> **Raw data**
* begin *

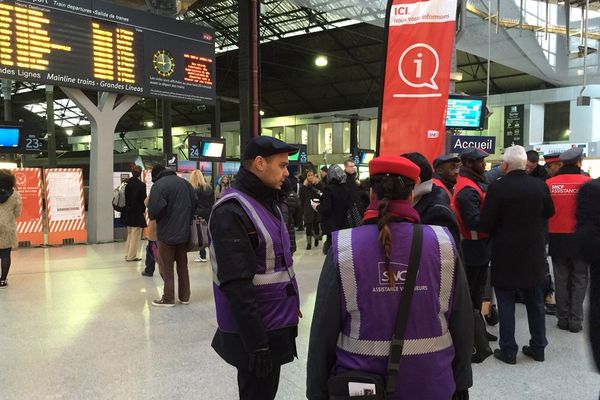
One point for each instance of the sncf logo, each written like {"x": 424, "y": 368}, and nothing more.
{"x": 563, "y": 188}
{"x": 398, "y": 270}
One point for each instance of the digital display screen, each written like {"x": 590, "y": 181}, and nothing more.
{"x": 206, "y": 149}
{"x": 100, "y": 46}
{"x": 213, "y": 150}
{"x": 465, "y": 112}
{"x": 301, "y": 157}
{"x": 9, "y": 137}
{"x": 186, "y": 166}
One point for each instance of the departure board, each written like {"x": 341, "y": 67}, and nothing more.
{"x": 95, "y": 45}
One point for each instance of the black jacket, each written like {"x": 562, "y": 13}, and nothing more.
{"x": 327, "y": 325}
{"x": 172, "y": 204}
{"x": 564, "y": 245}
{"x": 588, "y": 238}
{"x": 475, "y": 252}
{"x": 206, "y": 199}
{"x": 235, "y": 240}
{"x": 135, "y": 194}
{"x": 333, "y": 208}
{"x": 434, "y": 209}
{"x": 308, "y": 193}
{"x": 516, "y": 211}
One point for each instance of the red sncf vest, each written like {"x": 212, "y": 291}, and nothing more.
{"x": 439, "y": 183}
{"x": 563, "y": 191}
{"x": 461, "y": 183}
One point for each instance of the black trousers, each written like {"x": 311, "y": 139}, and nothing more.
{"x": 477, "y": 278}
{"x": 536, "y": 317}
{"x": 254, "y": 388}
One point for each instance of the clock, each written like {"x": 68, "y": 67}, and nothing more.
{"x": 163, "y": 62}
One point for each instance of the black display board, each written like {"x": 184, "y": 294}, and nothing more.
{"x": 95, "y": 45}
{"x": 514, "y": 121}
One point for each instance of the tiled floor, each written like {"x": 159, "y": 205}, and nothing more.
{"x": 76, "y": 323}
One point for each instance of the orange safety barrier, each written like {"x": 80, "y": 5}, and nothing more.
{"x": 65, "y": 206}
{"x": 30, "y": 225}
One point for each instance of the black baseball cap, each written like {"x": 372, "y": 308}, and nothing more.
{"x": 444, "y": 159}
{"x": 266, "y": 146}
{"x": 473, "y": 154}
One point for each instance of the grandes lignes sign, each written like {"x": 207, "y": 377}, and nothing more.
{"x": 95, "y": 45}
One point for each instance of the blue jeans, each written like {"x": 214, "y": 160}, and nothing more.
{"x": 536, "y": 316}
{"x": 150, "y": 261}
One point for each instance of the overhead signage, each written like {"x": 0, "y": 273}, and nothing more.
{"x": 95, "y": 45}
{"x": 514, "y": 121}
{"x": 458, "y": 144}
{"x": 419, "y": 45}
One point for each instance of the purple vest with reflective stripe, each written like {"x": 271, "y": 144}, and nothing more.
{"x": 274, "y": 271}
{"x": 370, "y": 306}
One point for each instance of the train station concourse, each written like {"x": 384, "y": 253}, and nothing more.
{"x": 177, "y": 177}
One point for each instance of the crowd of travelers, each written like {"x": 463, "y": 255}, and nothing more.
{"x": 412, "y": 256}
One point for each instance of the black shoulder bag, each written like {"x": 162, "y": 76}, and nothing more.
{"x": 338, "y": 386}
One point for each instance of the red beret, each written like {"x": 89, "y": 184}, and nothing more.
{"x": 394, "y": 165}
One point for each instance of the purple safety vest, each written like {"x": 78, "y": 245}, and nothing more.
{"x": 370, "y": 306}
{"x": 274, "y": 271}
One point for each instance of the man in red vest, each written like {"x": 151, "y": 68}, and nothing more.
{"x": 445, "y": 173}
{"x": 570, "y": 271}
{"x": 467, "y": 203}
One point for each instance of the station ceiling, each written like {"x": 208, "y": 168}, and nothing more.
{"x": 292, "y": 35}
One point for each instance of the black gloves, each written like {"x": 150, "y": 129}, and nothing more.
{"x": 260, "y": 362}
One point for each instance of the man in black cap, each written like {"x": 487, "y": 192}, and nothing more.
{"x": 570, "y": 270}
{"x": 255, "y": 289}
{"x": 467, "y": 203}
{"x": 445, "y": 173}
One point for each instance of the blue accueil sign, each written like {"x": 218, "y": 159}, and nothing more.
{"x": 458, "y": 144}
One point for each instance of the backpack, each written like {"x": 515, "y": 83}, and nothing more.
{"x": 119, "y": 197}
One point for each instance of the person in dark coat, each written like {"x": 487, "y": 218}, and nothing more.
{"x": 334, "y": 204}
{"x": 134, "y": 213}
{"x": 517, "y": 208}
{"x": 431, "y": 201}
{"x": 310, "y": 194}
{"x": 289, "y": 203}
{"x": 206, "y": 199}
{"x": 172, "y": 204}
{"x": 259, "y": 344}
{"x": 535, "y": 170}
{"x": 588, "y": 238}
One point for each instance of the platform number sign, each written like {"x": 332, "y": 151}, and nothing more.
{"x": 32, "y": 143}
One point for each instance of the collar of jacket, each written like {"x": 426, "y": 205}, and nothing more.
{"x": 469, "y": 173}
{"x": 517, "y": 172}
{"x": 449, "y": 185}
{"x": 569, "y": 169}
{"x": 421, "y": 190}
{"x": 251, "y": 185}
{"x": 399, "y": 209}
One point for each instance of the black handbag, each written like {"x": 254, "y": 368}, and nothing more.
{"x": 338, "y": 385}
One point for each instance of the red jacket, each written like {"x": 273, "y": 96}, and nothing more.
{"x": 563, "y": 191}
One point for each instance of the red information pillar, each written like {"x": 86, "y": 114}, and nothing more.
{"x": 412, "y": 115}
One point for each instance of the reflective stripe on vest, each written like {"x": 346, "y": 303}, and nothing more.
{"x": 270, "y": 276}
{"x": 381, "y": 348}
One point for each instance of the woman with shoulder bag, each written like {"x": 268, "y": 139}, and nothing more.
{"x": 393, "y": 318}
{"x": 206, "y": 199}
{"x": 10, "y": 209}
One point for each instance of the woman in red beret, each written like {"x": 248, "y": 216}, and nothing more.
{"x": 370, "y": 295}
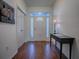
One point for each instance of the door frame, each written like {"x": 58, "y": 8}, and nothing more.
{"x": 18, "y": 8}
{"x": 32, "y": 26}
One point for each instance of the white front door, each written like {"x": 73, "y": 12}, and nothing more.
{"x": 39, "y": 28}
{"x": 20, "y": 27}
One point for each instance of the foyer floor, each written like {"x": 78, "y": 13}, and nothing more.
{"x": 37, "y": 50}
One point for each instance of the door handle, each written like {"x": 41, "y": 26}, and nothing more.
{"x": 22, "y": 30}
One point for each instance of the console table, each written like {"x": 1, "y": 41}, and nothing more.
{"x": 62, "y": 39}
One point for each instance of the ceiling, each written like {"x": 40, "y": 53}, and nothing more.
{"x": 40, "y": 3}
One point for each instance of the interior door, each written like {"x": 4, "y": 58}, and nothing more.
{"x": 20, "y": 27}
{"x": 39, "y": 28}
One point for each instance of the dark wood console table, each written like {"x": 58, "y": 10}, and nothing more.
{"x": 62, "y": 39}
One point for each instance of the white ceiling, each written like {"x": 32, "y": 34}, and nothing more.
{"x": 39, "y": 3}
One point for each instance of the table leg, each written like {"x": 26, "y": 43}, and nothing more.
{"x": 60, "y": 50}
{"x": 50, "y": 41}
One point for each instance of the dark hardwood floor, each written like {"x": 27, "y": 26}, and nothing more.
{"x": 37, "y": 50}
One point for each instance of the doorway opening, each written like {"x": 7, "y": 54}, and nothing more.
{"x": 39, "y": 25}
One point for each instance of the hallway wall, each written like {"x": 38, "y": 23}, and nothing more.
{"x": 8, "y": 41}
{"x": 67, "y": 12}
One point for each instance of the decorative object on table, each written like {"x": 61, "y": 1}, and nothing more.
{"x": 6, "y": 13}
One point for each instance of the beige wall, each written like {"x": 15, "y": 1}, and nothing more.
{"x": 8, "y": 43}
{"x": 67, "y": 12}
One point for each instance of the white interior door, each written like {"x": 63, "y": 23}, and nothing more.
{"x": 20, "y": 27}
{"x": 39, "y": 28}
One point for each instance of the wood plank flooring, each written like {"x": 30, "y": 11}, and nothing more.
{"x": 37, "y": 50}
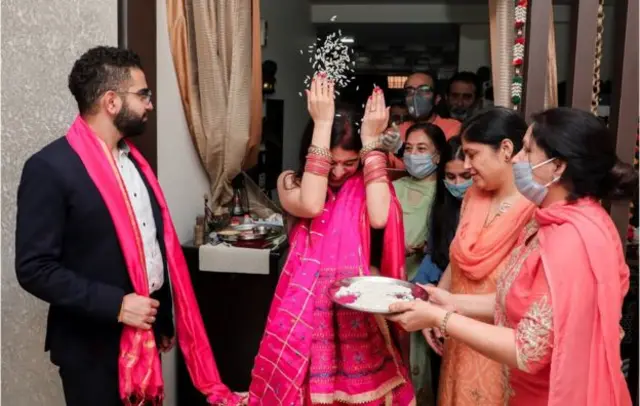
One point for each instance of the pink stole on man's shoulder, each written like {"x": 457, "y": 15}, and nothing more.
{"x": 584, "y": 370}
{"x": 140, "y": 371}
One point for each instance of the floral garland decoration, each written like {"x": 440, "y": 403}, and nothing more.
{"x": 518, "y": 52}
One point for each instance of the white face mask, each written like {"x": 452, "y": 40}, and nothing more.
{"x": 526, "y": 185}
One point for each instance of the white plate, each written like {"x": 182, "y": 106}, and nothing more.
{"x": 377, "y": 305}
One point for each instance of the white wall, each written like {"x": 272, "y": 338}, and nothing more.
{"x": 181, "y": 176}
{"x": 474, "y": 28}
{"x": 40, "y": 42}
{"x": 289, "y": 30}
{"x": 183, "y": 180}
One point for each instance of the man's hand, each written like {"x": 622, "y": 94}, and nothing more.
{"x": 139, "y": 311}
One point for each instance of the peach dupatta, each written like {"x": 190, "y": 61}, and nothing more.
{"x": 584, "y": 370}
{"x": 479, "y": 250}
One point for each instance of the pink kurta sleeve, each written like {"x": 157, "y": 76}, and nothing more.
{"x": 534, "y": 331}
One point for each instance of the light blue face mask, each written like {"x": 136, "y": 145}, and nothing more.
{"x": 419, "y": 166}
{"x": 526, "y": 185}
{"x": 458, "y": 190}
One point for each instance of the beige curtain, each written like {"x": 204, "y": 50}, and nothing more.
{"x": 215, "y": 55}
{"x": 551, "y": 92}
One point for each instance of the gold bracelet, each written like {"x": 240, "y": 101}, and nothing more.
{"x": 324, "y": 152}
{"x": 370, "y": 147}
{"x": 120, "y": 313}
{"x": 443, "y": 325}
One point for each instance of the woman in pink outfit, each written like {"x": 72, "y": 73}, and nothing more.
{"x": 558, "y": 303}
{"x": 347, "y": 220}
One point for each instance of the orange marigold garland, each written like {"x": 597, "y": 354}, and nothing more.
{"x": 518, "y": 52}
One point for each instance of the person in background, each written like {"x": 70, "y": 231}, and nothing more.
{"x": 313, "y": 352}
{"x": 445, "y": 216}
{"x": 492, "y": 215}
{"x": 398, "y": 113}
{"x": 95, "y": 240}
{"x": 554, "y": 322}
{"x": 463, "y": 96}
{"x": 420, "y": 99}
{"x": 425, "y": 149}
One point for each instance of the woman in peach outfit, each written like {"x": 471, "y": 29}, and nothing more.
{"x": 555, "y": 319}
{"x": 492, "y": 215}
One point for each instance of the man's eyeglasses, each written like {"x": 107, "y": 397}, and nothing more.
{"x": 143, "y": 94}
{"x": 424, "y": 89}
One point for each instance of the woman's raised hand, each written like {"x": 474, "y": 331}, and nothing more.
{"x": 376, "y": 117}
{"x": 320, "y": 99}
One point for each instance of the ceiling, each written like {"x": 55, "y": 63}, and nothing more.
{"x": 454, "y": 2}
{"x": 399, "y": 48}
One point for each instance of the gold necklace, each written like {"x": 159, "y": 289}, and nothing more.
{"x": 502, "y": 208}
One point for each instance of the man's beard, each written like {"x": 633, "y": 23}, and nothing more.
{"x": 128, "y": 123}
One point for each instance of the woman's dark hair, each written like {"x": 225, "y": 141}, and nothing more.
{"x": 344, "y": 134}
{"x": 585, "y": 144}
{"x": 492, "y": 126}
{"x": 439, "y": 140}
{"x": 443, "y": 197}
{"x": 445, "y": 214}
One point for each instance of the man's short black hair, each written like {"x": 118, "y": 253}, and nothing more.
{"x": 99, "y": 70}
{"x": 467, "y": 77}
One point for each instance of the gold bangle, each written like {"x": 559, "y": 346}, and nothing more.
{"x": 370, "y": 147}
{"x": 443, "y": 325}
{"x": 324, "y": 152}
{"x": 120, "y": 312}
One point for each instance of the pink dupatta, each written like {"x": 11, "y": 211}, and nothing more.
{"x": 583, "y": 374}
{"x": 140, "y": 372}
{"x": 316, "y": 352}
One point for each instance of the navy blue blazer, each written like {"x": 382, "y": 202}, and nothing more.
{"x": 67, "y": 254}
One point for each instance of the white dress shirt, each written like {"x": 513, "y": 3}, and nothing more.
{"x": 141, "y": 203}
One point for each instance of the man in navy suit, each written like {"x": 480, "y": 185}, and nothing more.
{"x": 67, "y": 249}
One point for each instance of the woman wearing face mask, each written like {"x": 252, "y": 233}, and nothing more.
{"x": 446, "y": 214}
{"x": 314, "y": 352}
{"x": 424, "y": 149}
{"x": 420, "y": 99}
{"x": 557, "y": 309}
{"x": 491, "y": 216}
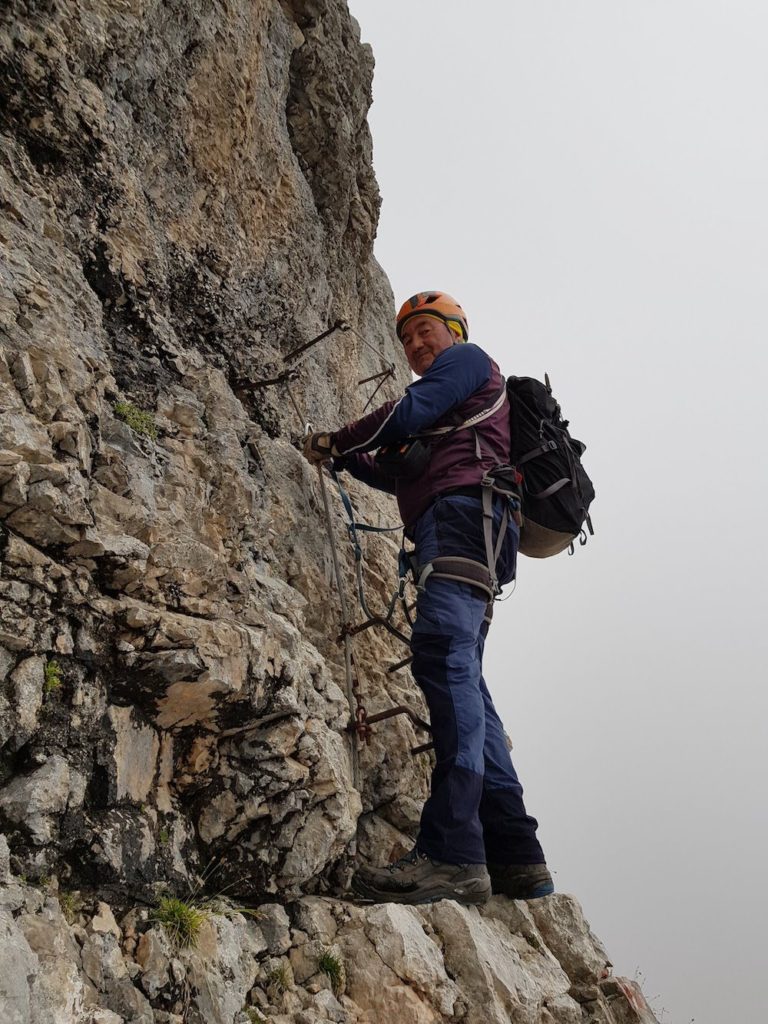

* end *

> **Task to carry out**
Pick out every line above that contains the word "peach" and copy each one as it appears, matching case exactly.

> **Answer to the exercise**
One point for each instance of the peach dupatta, each written like {"x": 190, "y": 61}, and nothing more.
One point for each instance of the woman in peach outfit, each written like {"x": 471, "y": 29}, and nothing more.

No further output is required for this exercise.